TEXT PROVIDED »
##############################

Ligand binding and membrane insertion compete with oligomerization of the BclXL apoptotic repressor.

B-cell lymphoma extra large (BclXL) apoptotic repressor plays a central role in determining the fate of cells to live or die during physiological processes such as embryonic development and tissue homeostasis. Herein, using a myriad of biophysical techniques, we provide evidence that ligand binding and membrane insertion compete with oligomerization of BclXL in solution. Of particular importance is the observation that such oligomerization is driven by the intermolecular binding of its C-terminal transmembrane (TM) domain to the canonical hydrophobic groove in a domain-swapped trans fashion, whereby the TM domain of one monomer occupies the canonical hydrophobic groove within the other monomer and vice versa. Binding of BH3 ligands to the canonical hydrophobic groove displaces the TM domain in a competitive manner, allowing BclXL to dissociate into monomers upon hetero-association. Remarkably, spontaneous insertion of BclXL into DMPC/DHPC (1,2-dimyristoyl-sn-glycero-3-phosphocholine/1,2-dihexanoyl-sn-glycero-3-phosphocholine) bicelles results in a dramatic conformational change such that it can no longer recognize the BH3 ligands in what has come to be known as the "hit-and-run" mechanism. Collectively, our data suggest that oligomerization of a key apoptotic repressor serves as an allosteric switch that fine-tunes its ligand binding and membrane insertion pertinent to the regulation of apoptotic machinery.

##############################

TO DO » According to the text on BclXL oligomerization, what drives the oligomerization of BclXL?

[Referring expression data]
##############################

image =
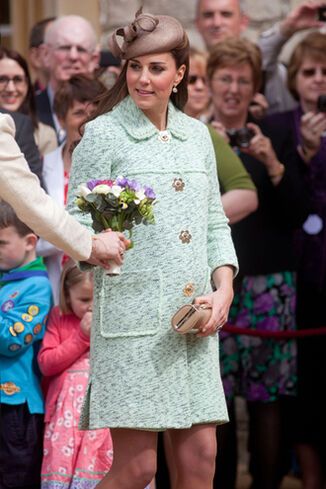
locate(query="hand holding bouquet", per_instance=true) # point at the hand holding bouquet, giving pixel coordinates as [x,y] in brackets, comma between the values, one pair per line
[117,204]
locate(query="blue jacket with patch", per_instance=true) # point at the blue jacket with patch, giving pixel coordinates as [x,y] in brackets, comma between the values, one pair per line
[25,301]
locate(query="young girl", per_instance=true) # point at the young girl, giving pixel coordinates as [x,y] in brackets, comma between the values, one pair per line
[72,458]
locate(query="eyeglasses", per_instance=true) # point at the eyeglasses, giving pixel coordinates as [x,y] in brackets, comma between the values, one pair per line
[66,48]
[18,80]
[227,81]
[310,72]
[194,78]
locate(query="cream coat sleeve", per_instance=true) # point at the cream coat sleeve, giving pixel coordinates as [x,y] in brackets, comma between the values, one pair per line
[21,189]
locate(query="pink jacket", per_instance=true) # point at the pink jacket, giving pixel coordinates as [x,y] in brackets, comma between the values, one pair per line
[63,343]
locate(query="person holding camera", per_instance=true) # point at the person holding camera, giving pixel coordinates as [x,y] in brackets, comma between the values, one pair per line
[307,83]
[262,370]
[310,14]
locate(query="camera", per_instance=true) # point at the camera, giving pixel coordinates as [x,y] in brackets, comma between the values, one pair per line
[240,137]
[321,103]
[322,14]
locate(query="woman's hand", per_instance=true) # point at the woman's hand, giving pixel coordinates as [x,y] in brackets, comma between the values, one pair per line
[86,323]
[258,106]
[220,300]
[220,129]
[312,126]
[261,148]
[108,245]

##############################

RESULT » The intermolecular binding of its C-terminal transmembrane domain to the canonical hydrophobic groove in a domain-swapped trans fashion.